Put each line of the data below into a JSON list of strings, one string per line, skipping blank lines. Leave the picture out.
━━━━━━━━━━━━━━━━━━━━━━━━━━━━━━
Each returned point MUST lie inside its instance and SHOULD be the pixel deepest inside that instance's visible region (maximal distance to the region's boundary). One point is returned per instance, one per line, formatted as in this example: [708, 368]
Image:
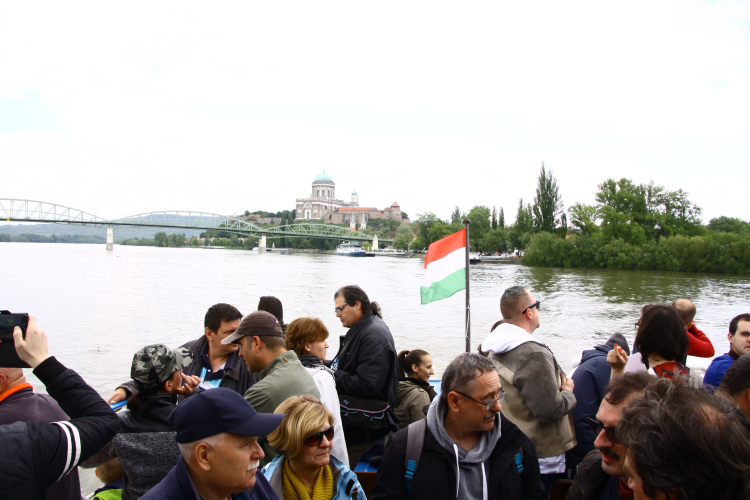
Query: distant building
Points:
[322, 205]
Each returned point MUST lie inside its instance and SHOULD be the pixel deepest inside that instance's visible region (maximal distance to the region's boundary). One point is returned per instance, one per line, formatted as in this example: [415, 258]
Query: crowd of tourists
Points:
[255, 409]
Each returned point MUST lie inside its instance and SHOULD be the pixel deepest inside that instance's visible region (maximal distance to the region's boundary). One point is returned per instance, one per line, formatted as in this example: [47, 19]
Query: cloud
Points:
[238, 106]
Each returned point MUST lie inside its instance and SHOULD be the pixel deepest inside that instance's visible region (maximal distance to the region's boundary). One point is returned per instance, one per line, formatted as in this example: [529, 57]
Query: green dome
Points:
[324, 177]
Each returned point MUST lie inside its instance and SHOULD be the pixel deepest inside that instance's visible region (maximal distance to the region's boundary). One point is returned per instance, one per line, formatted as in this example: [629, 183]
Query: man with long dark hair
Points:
[366, 365]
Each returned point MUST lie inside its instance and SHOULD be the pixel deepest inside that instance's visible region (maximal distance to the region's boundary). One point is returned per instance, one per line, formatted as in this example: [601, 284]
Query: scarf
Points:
[293, 489]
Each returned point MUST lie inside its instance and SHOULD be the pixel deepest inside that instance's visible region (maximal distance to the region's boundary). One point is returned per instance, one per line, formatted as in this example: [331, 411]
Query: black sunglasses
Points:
[536, 304]
[317, 438]
[490, 404]
[597, 429]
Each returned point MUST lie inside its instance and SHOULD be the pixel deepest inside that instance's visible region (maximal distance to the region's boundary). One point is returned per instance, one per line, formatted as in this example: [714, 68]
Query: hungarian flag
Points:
[445, 268]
━━━━━━━━━━━━━━━━━━━━━━━━━━━━━━
Answer to this problem:
[
  "Each returned point MUST lie inside its instance and SHOULD be the pixel deepest inside that instance's visible region (maximal distance to the region's boundary). One point is returned per instance, one per line, formatted as in this example: [708, 368]",
  "Image:",
  "Query: distant building",
  "Points:",
  "[322, 205]",
  "Each returned point MUST lie inside its instance and SHOULD be the pixel deepest inside that instance's visible region (maximal distance to the region's boundary). One point is returned per instance, one per line, formatted as in this example: [415, 258]",
  "Query: crowd of tourists",
  "Points:",
  "[255, 409]",
  "Each returned point MUST lie inside its instance and SHOULD be the pixel deepest inside that instance's visible region (maximal distance to the region's boundary). One point is returned per instance, one per line, formatted as in this example: [47, 19]",
  "Query: cloud",
  "Points:",
  "[238, 106]",
  "Each returned point MUST lie inside its instance and SHOULD be the pixel deepest inside that instance's visible region (maximal distance to the region's boundary). One point is returned per instance, one per line, formatted as in this example: [529, 57]",
  "Query: green dome",
  "Points:",
  "[324, 177]",
  "Each returned point MUST lie inside its instance and SHOULD be the pixel deepest inside that instance's visible region (maximal distance to the region's boundary). One point is returned per instance, one per line, formatted as in this example: [629, 183]",
  "Query: man with long dark hair",
  "Points:",
  "[366, 365]",
  "Each returned point MUST lie inside its instance and SHOULD be the pixel deepest inside that instance's visible region (maximal distance to the region's boundary). One point is returned per instance, one per line, formatted as in this example: [601, 284]",
  "Query: scarf",
  "Points:",
  "[293, 489]",
  "Each returned point MUST lie inside its instance and SHOULD be the pixel deepest inside that instance's visible region (maximal distance to the region's boundary). One point is returned per instance, one per line, formatted as in this example: [331, 411]",
  "Query: black sunglasses",
  "Points:",
  "[536, 304]",
  "[317, 438]",
  "[490, 404]",
  "[597, 429]",
  "Each returned point MUST lie inside its instance and SHOULD be the pixel deepest inside that instance's visible region (maximal distance to the region's boundary). One point is returned per instance, one per line, formatted as in this example: [714, 68]",
  "Query: hungarian flag",
  "Points:",
  "[445, 268]"
]